## BEGIN RECORDS FOR THE EXERCISE
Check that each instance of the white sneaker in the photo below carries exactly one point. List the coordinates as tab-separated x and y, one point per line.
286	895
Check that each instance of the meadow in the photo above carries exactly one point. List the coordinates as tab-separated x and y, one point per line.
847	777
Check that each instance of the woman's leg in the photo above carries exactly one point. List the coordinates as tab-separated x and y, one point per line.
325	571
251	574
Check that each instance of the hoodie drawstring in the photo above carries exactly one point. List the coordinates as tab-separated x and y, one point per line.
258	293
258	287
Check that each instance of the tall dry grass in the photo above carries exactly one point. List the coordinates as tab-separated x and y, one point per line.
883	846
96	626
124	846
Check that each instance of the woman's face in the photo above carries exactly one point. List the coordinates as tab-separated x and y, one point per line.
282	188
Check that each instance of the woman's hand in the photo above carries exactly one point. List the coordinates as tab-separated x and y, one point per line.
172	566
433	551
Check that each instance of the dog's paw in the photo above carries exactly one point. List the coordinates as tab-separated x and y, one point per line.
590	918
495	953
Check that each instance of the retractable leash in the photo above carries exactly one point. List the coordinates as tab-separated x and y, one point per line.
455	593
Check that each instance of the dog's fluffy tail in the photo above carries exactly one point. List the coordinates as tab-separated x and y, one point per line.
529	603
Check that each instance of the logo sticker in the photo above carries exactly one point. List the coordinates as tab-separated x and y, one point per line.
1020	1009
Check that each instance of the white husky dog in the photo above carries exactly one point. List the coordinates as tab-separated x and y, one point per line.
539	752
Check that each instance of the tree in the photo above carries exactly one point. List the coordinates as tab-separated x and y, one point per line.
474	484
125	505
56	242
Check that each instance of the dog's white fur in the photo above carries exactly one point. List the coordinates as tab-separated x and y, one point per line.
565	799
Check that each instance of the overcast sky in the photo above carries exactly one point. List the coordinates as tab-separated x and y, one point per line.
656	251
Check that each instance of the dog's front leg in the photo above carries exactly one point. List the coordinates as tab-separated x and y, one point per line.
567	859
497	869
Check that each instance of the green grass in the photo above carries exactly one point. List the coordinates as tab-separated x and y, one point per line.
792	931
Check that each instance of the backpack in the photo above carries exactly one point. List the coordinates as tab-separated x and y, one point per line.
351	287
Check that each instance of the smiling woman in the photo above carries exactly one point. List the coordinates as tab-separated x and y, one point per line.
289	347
## END RECORDS FOR THE EXERCISE
AIM OF THE EXERCISE
Transcribe only the trailing portion of the entries above: the line that contains "Check that each instance of the overcast" and each line after it.

SOLUTION TO THIS TASK
Check that each instance of the overcast sky in the photo above carries exactly one point. List the coordinates as tab-separated x and y, one point per line.
656	251
Check that each instance of the dog's front leg in the photo above carries exactly one point. List the coordinates as tab-separated x and y, one point per line.
567	859
497	869
Check that each instance of the green grass in the photo above carries exactly one point. List the coordinates as tab-separated x and y, one point per line.
792	931
Check that each instance of the backpack in the photo above carries exactly one point. List the coordinates as tab-separated x and y, one point per line.
351	287
Check that each instance of the smiling woman in the photo above carries exactly one point. List the coordinates as tab-separated x and y, one point per line.
289	347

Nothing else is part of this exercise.